## Material shown

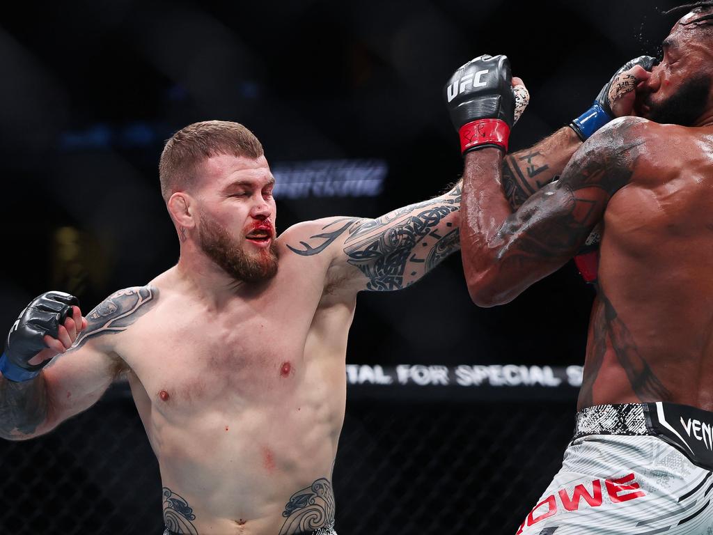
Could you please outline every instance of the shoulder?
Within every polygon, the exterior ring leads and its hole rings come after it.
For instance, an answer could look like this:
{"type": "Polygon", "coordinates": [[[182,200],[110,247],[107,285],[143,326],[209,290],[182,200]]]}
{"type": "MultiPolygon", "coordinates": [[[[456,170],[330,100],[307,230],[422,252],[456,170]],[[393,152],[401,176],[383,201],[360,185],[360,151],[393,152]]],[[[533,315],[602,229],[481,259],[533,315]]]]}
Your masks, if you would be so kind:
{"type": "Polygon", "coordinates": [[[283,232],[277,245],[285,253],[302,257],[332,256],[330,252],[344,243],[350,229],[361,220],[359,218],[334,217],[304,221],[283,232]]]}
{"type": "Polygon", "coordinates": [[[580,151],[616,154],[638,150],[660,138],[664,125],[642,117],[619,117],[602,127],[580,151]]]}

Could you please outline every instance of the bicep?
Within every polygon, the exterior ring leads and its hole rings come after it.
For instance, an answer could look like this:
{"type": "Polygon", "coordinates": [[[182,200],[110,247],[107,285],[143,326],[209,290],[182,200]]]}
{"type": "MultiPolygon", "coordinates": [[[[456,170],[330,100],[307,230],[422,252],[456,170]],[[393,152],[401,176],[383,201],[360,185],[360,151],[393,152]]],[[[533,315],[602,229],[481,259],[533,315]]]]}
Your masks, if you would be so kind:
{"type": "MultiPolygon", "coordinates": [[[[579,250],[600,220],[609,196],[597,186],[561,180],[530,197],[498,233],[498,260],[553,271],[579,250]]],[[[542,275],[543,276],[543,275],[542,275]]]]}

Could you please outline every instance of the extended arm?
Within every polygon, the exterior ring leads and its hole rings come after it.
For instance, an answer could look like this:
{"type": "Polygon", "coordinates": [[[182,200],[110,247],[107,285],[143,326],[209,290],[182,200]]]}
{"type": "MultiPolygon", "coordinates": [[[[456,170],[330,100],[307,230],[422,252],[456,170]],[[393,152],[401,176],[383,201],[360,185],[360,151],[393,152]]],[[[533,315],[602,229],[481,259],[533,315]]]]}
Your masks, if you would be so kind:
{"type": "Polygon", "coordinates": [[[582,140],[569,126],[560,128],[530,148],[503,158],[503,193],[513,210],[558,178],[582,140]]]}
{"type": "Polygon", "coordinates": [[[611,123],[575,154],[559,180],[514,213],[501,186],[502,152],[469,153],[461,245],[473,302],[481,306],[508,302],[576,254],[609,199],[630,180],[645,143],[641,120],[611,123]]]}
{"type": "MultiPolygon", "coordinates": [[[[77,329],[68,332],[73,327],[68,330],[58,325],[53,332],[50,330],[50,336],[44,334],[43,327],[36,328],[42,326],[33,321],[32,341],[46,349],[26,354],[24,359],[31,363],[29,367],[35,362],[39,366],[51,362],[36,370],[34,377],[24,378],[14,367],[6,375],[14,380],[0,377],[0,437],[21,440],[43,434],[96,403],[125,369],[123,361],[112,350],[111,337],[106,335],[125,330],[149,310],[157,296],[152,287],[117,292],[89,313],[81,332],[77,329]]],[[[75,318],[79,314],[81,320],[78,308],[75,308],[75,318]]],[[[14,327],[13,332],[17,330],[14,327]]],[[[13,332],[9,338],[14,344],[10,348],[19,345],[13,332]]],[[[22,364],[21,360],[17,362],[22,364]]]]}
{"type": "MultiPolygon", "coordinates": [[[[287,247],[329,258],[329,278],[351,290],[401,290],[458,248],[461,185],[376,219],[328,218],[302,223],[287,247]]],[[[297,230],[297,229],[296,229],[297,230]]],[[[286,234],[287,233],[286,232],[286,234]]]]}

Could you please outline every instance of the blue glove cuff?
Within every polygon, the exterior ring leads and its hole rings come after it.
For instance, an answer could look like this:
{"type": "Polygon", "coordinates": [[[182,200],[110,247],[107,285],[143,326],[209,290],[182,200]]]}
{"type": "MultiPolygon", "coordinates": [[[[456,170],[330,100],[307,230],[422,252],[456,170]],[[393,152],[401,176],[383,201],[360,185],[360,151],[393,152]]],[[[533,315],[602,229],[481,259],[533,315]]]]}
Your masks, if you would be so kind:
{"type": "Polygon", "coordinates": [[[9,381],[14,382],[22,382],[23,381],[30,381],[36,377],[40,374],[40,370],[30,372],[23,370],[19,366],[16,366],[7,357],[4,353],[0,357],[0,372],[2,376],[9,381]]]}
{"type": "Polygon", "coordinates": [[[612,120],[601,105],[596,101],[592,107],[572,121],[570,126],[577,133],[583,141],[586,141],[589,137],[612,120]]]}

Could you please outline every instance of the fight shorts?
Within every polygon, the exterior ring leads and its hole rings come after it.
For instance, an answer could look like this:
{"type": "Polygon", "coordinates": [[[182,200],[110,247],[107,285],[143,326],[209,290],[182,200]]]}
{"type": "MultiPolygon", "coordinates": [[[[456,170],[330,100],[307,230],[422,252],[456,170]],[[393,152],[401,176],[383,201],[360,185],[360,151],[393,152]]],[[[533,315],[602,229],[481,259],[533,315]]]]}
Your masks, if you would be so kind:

## Exercise objective
Arrange the stretch of the records from the line containing "Could you please outline every instance of the fight" through the end of the records as a Markdown table, with the row number in a column headed Row and the line itself in a column headed Line, leaving out blank lines.

## Written answer
| Row | Line |
|---|---|
| 1 | Could you please outline every instance of the fight shorts? |
| 2 | Within every polygon, the exterior ring leads and its hole rings come after it. |
| 3 | For instance, an answer could look like this: |
| 4 | {"type": "Polygon", "coordinates": [[[182,200],[110,247],[107,285],[143,326],[209,290],[182,200]]]} |
| 5 | {"type": "MultiPolygon", "coordinates": [[[[456,170],[330,100],[307,230],[422,252],[456,170]],[[393,152],[401,176],[383,201],[360,185],[360,151],[393,152]]],[[[533,315],[602,229],[481,259],[533,315]]]]} |
| 6 | Your masks, if you would be so kind: |